→ Document extract:
***

She is a eighteen-year Sun Dancer, a carrier of the water prayer, a veteran of Standing Rock, and a principal keeper of Anishinaabe wisdom and traditions.
Beatrice retired as Helping Healer for the Saginaw Chippewa Tribe in Mt. Pleasant, Michigan. She was a Montessori Teacher for the Saginaw Chippewa Tribe for five years previously and a Tribal Outreach worker for Uniting Three Fires Against Violence in Sault Ste. Marie, Michigan.
Her formal education background includes a BA in Social Work from Michigan State University and a BS Degree from Ferris State University in Education. Beatrice studied/apprenticed in
native practices for many years with elders of the community. She is a producer and director of several movies and a member of the Snow Bird Singers hand drum group and the Women of
Traditions Hand Drum Group. She enjoys hunting, gathering and living a traditional lifestyle.
Rachel Kaufmann
Rachel Kaufmann is a student at the University of Michigan’s School of Environment and Sustainability pursuing a Master of Science in Environmental Science and Management. Experiences in teaching, farming, and trail work motivate her studies as well as her work to mobilize stakeholders around the stewardship of St. Pierre Wetland. Upon graduating, Rachel aims to engage public and private landowners to plan and implement strategies for restoring, monitoring, and managing Michigan’s natural communities.

***

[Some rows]
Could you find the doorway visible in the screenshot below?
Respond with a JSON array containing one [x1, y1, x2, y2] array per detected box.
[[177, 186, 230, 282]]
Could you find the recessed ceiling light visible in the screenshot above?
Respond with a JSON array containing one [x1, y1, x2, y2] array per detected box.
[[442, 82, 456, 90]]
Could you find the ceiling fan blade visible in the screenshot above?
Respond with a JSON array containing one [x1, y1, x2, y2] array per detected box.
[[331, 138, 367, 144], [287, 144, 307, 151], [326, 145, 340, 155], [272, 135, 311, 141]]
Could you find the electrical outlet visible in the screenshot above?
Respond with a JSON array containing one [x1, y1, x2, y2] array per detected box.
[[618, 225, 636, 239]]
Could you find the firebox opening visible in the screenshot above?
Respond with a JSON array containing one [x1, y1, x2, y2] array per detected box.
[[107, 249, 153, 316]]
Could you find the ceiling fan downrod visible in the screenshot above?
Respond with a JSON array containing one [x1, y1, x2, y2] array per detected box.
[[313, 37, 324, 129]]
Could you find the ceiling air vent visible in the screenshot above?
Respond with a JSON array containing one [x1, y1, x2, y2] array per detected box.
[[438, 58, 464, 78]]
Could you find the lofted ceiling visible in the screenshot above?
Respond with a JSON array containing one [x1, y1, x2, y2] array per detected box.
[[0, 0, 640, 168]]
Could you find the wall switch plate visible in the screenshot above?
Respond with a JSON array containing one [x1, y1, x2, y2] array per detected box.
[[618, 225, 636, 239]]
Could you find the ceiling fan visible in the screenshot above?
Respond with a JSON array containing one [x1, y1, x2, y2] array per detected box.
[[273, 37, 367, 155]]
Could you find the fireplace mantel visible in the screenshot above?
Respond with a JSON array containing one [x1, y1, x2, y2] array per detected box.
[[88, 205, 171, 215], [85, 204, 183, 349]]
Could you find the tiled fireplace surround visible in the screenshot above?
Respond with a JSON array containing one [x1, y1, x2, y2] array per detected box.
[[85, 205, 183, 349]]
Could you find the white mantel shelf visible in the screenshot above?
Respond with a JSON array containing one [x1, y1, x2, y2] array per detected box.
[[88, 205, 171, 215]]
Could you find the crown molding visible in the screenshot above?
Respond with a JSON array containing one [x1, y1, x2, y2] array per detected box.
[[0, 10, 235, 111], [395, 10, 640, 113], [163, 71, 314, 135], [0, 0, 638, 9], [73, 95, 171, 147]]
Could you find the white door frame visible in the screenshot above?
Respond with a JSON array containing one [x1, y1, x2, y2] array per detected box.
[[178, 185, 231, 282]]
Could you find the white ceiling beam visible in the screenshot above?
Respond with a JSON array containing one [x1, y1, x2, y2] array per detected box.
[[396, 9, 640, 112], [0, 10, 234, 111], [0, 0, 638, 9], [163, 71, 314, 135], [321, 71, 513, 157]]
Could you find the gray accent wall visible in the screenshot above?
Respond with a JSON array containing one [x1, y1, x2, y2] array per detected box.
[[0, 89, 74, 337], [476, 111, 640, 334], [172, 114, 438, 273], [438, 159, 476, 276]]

***

→ Written task 1:
Can you print the part of the biography excerpt that starts at "Beatrice retired as" and stops after "Ste. Marie, Michigan."?
→ Written task 2:
Could you rewrite only the lines of the rows from the one that has "Could you find the ceiling fan downrod" through the one that has "71, 513, 157]]", requests included, with every bounding box coordinate in the answers increased by 120?
The biography excerpt and the rows have nothing to do with each other.

→ Written response 1:
Beatrice retired as Helping Healer for the Saginaw Chippewa Tribe in Mt. Pleasant, Michigan. She was a Montessori Teacher for the Saginaw Chippewa Tribe for five years previously and a Tribal Outreach worker for Uniting Three Fires Against Violence in Sault Ste. Marie, Michigan.

→ Written response 2:
Could you find the ceiling fan downrod visible in the screenshot above?
Respond with a JSON array containing one [x1, y1, x2, y2] array per detected box.
[[433, 157, 444, 249]]
Could you find the ceiling air vent visible in the screenshot above?
Respond with a JSON array containing one [x1, y1, x2, y2] array per detected box.
[[558, 178, 584, 198]]
Could you find the lofted ceiling visible in the screenshot above?
Respond with a JSON array containing one [x1, y1, x2, y2] array per detected box.
[[120, 120, 760, 288]]
Could you find the wall switch plate visible in the screenshot above?
Respond with a JSON array containing one [x1, y1, x2, y2] array per detected box.
[[738, 345, 756, 359]]
Could you find the ceiling fan visible in the screenshot above?
Respond with a JSON array containing one [x1, y1, x2, y2] array per detected box.
[[393, 157, 487, 275]]
Could you find the fireplace mantel visible in the screenshot above?
Respond with a JSON array containing one [x1, y1, x2, y2] array per detected box.
[[208, 325, 291, 335], [205, 324, 303, 469]]
Could you find the tiled fireplace surround visible in the screenshot above?
Respond with a JSON array containing one [x1, y1, x2, y2] array per detected box.
[[205, 325, 303, 469]]
Could you find the white mantel shelf visible in the screenshot above?
Respond with a JSON array containing one [x1, y1, x2, y2] array per detected box.
[[208, 325, 291, 335]]
Could you find the crown molding visible in the screenshot above?
Respond with a JSON array containing one [x1, y1, x2, y2] array per detected box.
[[120, 130, 355, 231], [515, 130, 760, 233], [283, 191, 434, 255], [120, 120, 758, 129], [193, 215, 291, 267]]
Could you find the white door frame visible in the screenshot above?
Respond with a JSON array containing one [x1, y1, x2, y2] array per detected box.
[[298, 305, 351, 402]]
Could you find the white ceiling beam visible in the screenshot above?
Respond with a JSON array containing one [x1, y1, x2, y2] array per detected box.
[[516, 129, 760, 232], [120, 130, 354, 231], [120, 120, 758, 129], [283, 191, 434, 255], [441, 191, 633, 277]]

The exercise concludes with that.